*EXTRACTED TEXT*:
◆ ◆ ◆ ◆

By Kissenger, Clark at Jul 13, 2007 08:33 AM

Liberal Bias, The US is never going to pull out Iraq..its out the equation..

Reply this comment


Person

Let go and cheer up

By Libbias, Liberalbias at Jul 12, 2007 21:46 PM

The "operative" sounds like the Obama campaign to me but he could be with any of the the Dems except Kucinich (who is nuts as far as I'm concerned). He's right.  People don't need the drama.  They need to focus on the issues: out of Iraq, health care, and ending poverty. I'm a left-liberal Democrat.  I hate the war and wish the Democratic Party could have moved faster and stronger against it but it can't.  You should move off impeachment.  Cheer up. Help is on the way in November '08.  Nobody wants a revolution. This is America.

Reply this comment


Person

Media misinformation is part of why the U.S. is a failed state

By Kissenger, Clark at Jul 12, 2007 15:15 PM

Okay Pangaea. Here's a great  line from Chomsky back in the Vietnam era: "the level of culture that can be achieved in the United States is a matter of life and death for large masses of suffering humanity" (NC, "Some Thoughts on Intellectuals and the Schools," Harvard Educational Review, 1966). How true.

I'm going into some of the relevant (I hope) analysis...the basic question being why isn't the U.S. the organizer's paradise it seeminglly ought to be.

The corporate-state media bubble is a significant part of the answer. Americans tend to be terribly misinformed.

One small example among millions. While a large majority of (a representative sample of) U.S. citizens told pollsters commissioned by the (establishment) Chicago Council on Foreign Relations in October 2004 that the U.S. should leave Iraq "if that's what the majority of Iraqis want," probably very few U.S. citizens ever learned that most Iraqis wanted the U.S. out quickly (as the British Ministry of Defense found in its own commissioned poll).

Few probably knew about their own majority opinion (on leaving if the Iraqis wanted that) and the Iraqi opinion was barely reported (if at all) in U.S. media. I learned about it in The Guardian (UK) if memory serves me correctly.

◆ ◆ ◆ ◆

*WHAT THE EXERCISE ASKS*: Carry on the comment thread about the Iraq war and American media from the point where it stops. The listing after this point is separate material with no tie to the comment thread about the Iraq war.

◆ ◆ ◆ ◆

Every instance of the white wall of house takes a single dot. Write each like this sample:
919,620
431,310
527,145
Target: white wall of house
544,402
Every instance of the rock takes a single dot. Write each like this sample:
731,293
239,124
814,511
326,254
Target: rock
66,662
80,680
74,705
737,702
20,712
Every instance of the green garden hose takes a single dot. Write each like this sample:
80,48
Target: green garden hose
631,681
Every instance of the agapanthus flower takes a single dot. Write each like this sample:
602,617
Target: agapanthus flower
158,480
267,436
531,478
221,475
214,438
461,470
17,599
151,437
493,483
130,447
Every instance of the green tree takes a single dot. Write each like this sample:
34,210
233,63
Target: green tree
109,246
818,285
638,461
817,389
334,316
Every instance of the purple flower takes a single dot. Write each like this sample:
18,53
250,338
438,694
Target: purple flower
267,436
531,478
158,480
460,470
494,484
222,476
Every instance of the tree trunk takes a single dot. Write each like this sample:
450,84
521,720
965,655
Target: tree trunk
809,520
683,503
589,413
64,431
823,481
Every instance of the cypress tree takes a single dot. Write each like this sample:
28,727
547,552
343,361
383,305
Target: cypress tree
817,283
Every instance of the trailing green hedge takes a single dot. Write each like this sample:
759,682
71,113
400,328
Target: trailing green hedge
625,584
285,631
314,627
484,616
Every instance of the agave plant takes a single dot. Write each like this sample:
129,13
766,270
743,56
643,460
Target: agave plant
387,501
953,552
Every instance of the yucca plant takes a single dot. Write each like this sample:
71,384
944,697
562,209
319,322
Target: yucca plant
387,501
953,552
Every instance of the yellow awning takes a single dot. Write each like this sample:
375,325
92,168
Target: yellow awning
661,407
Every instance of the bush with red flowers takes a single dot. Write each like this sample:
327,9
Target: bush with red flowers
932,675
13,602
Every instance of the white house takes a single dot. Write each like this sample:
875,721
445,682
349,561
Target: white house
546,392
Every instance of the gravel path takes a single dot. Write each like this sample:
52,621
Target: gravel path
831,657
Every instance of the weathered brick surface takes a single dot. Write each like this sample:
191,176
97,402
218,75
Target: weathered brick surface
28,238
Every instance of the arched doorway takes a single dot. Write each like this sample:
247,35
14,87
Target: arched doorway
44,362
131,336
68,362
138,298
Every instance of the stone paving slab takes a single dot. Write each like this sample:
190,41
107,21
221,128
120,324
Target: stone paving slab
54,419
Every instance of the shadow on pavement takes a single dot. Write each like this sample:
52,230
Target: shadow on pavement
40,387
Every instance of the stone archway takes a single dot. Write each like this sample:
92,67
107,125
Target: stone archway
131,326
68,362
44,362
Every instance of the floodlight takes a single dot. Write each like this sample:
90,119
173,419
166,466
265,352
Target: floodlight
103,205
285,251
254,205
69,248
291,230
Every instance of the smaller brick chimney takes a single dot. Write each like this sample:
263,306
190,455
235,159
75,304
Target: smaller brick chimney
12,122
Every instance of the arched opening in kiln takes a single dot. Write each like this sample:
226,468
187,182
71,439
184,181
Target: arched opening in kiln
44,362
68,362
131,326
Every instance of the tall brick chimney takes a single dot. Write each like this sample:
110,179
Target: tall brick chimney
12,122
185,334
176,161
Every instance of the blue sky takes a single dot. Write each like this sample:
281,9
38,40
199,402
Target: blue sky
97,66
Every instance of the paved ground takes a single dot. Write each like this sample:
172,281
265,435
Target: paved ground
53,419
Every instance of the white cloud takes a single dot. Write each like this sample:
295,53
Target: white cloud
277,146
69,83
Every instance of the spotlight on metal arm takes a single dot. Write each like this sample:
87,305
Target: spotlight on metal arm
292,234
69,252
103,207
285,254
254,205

◆ ◆ ◆ ◆

*FINAL RESULT*:
Speaking of October 2004, later that month Greg Palast's BBC show Newsnight reported that the Republican National Committee had put together special "caging lists" meant to enable the systematic wiping out of of black presidential votes (very predominantly Democratic/for Kerry) in the imminent 2004 presidential election. According to BBC, Palast notes in his remarkable new book Armed Madhouse (NY: Plume/Penguin, 2007), "it was the most-watched story around the globe that week. But not in the USA. Only one single U.S. television network mentioned what looked like a massive attack planned against Black voters. ABC Television's web site informed its patrons that 'The entire BBC story was more or less entirely incorrect.' Really? ABC's source: Mindy Tucker Fletcher [spokesperson for the Bush-Cheney reelection campaign!!!]. For the USA, it was a story over and buried" (Palast 2007, p. 205).

What Palast relates there happens over and over again.  The overworked, debt-ridden sub-citizens of the "world's greatest democracy" are under a shocking full-and-accurate-information-embargo that undercuts their capacity to act on their often progressive beliefs.

Iraq is a classic example of course. As I argued in a recent ZNet piece titled "Dominant Media Taboos:"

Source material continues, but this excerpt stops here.